• EXERCISE INSTRUCTIONS:
A. Answer these questions from the Stefan Banach article, one per line, marked to match:
(i) Why was Banach deemed unfit for military service during World War 1?
(ii) What did Hugo Steinhaus call Banach?
(iii) In what year did Banach become a professor at Lvov Technical University?
B. Can you continue the Stefan Banach article from its last sentence?

• TEXT EXCERPT:
++++++++

Who was Stefan Banach? Google Doodle celebrates Polish mathematician

Everything you need to know about today’s Google Doodle
Stefan Banach
Lowenna Waters22 July 2022

Today’s Google Doodle is celebrating a Polish mathematician Stefan Banach to mark the day influential academic became a professor.

Banach was one of the 20th century’s most influential mathmeticians, and an original member of the Lwów School of Mathematics and founder of modern functional analysis.

But, who was Stefan Banach?

Here’s everything you need to know...

Who was Stefan Banach?

Banach was born in Kraków, Poland in 1892 - then part of then part of the Austro-Hungarian Empire. He never knew his mother, and his father sent him to be raised by family in the city.

He was deemed unfit for military service during World War 1 due to his poor eyesight, so he instead taught in local schools.

Banach was interested in maths from a young age, and he used to solve problems during breaks and after school with his best friend, Witold Wiłkosz, who also went on to become a famous mathematician.

After publishing mathematical papers he worked on in his spare time, Banach received a job at Lvov Technical University. He was a mostly self-taught mathematician and professor.

During the war he met Hugo Steinhaus one of the most celebrated mathematicians of the time, in Krakow, and Steinhaus became fascinated with him and his abilities, given that he was largely self-taught.

Steinhaus, an early founder of game and probability theory, referred to Banach as his “greatest scientific discovery.”

They began working together and in April 1919 officially founded a society together that became the Polish Mathematical Society.

Steinhaus introduced Banach to his future wife, Łucja Braus, and to many influential professors who helped kick-start his career.

With the help of Steinhaus’ academic connections, Banach founded modern functional analysis, an entirely new branch of mathematics. Many concepts are named after him including Banach spaces, Banach algebra and the Banach-Steinhaus theorem.

Banach’s work on modern functional analysis allowed him to become a professor at Lvov Technical University - in present day Lviv, Ukraine - a hundred years ago in 1922.

++++++++

• DATA SHOWN:
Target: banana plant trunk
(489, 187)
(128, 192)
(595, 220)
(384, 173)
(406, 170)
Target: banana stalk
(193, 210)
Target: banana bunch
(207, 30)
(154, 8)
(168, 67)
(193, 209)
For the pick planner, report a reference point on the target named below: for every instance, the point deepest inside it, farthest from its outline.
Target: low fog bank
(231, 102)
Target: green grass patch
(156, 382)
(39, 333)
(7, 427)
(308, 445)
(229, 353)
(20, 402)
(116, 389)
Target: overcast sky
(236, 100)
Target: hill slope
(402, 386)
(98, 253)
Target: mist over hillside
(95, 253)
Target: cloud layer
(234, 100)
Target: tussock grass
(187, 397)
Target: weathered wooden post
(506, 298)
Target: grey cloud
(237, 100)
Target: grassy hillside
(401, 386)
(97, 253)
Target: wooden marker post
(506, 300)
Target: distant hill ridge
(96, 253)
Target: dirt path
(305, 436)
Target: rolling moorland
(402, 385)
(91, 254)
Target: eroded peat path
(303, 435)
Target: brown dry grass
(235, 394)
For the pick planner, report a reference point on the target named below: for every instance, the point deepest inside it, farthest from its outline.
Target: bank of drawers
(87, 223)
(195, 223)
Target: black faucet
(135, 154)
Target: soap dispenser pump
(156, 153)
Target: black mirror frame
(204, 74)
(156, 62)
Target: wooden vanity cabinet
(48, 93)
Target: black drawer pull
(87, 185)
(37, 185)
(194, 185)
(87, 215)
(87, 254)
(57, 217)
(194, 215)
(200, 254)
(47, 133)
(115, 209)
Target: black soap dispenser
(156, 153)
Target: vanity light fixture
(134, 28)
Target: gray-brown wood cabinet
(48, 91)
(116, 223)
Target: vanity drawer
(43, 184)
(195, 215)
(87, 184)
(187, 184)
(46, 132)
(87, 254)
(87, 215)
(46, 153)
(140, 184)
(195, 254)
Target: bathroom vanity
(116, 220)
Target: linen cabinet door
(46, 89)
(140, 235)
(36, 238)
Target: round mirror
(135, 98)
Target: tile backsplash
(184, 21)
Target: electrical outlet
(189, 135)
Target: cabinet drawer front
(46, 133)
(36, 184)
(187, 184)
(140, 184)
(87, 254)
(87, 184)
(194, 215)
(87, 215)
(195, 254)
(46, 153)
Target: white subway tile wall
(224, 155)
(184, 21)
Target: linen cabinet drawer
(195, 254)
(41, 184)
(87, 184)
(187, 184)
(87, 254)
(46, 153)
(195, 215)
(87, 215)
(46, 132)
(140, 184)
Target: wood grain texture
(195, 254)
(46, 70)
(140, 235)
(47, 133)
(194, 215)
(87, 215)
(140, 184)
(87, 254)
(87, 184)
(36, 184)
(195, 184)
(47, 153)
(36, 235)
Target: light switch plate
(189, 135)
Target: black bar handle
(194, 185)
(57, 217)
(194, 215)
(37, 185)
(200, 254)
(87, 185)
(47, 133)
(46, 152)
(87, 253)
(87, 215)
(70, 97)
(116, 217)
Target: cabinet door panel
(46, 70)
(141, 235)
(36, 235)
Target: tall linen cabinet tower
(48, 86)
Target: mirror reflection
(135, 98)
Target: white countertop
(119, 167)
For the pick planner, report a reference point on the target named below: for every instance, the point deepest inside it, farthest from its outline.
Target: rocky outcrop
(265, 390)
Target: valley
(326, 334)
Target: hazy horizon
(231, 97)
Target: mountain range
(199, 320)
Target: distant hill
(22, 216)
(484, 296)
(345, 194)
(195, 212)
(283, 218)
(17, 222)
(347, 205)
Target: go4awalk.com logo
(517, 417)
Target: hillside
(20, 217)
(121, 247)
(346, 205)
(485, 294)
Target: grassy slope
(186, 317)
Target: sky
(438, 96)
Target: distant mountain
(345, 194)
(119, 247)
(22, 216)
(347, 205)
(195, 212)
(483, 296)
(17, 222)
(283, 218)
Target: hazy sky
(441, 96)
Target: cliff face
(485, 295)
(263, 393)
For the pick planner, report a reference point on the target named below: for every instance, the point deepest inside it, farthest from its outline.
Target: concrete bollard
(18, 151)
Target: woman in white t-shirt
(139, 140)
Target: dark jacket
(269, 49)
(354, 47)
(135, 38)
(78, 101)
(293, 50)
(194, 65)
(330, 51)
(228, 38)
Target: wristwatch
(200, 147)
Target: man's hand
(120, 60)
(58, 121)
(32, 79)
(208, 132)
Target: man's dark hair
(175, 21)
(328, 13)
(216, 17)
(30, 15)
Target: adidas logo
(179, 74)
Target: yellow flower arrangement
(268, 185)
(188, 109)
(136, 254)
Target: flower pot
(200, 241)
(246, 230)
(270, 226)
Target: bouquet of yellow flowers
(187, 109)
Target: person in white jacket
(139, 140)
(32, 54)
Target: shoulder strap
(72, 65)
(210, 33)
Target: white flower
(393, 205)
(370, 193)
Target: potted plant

++++++++

• YOUR RESPONSES:
A.
(i) Because of his poor eyesight.
(ii) His "greatest scientific discovery."
(iii) 1922.

B.
Throughout the twentieth century, he made major contributions to the theory of topological vector spaces, measure theory, integration, the theory of sets, orthogonal series and functional analysis, which is still studied and used today.

After the takeover of the city by Nazi Germany in World War 2, all universities were closed. Banach, his son and colleagues all employed as lice-feeder for Rudolf Weigl’s typhus research. A louse-feeder was a human sources of blood for lice infected with typhus, which were then used to research possible vaccines against the disease.

Working for Weigl, who saved and sheltered Jews, prevented Banach and his co-workers from being arrested and deported to a concentration camp.

The Red Army freed the city in 1944 and Banach returned to re-establish the university after the war.

However, The Soviet Union was removing Poles from the area, so Banach began planning his return to his home country.

He was soon after diagnosed with lung cancer and was allowed to stay in Lviv. He died in August 1945, aged 53.

The Google Doodle in his honour is seen in the UK, Sweden, Iceland, Germany, Poland, Greece, Bulgaria, Israel, Australia and New Zealand.

What is functional analysis?

Functional analysis is a branch of mathematics, the core of which is formed by the study of vector spaces.

Britannica describes it as a “branch of mathematical analysis dealing with functionals, or functions of functions”.

It adds: “It emerged as a distinct field in the 20th century, when it was realised that diverse mathematical processes, from arithmetic to calculus procedures, exhibit very similar properties.

“A functional, like a function, is a relationship between objects, but the objects may be numbers, vectors, or functions. Groupings of such objects are called spaces.

“Differentiation is an example of a functional because it defines a relationship between a function and another function (its derivative). Integration is also a functional. Functional analysis focuses on classes of functions, such as those that can be differentiated or integrated.”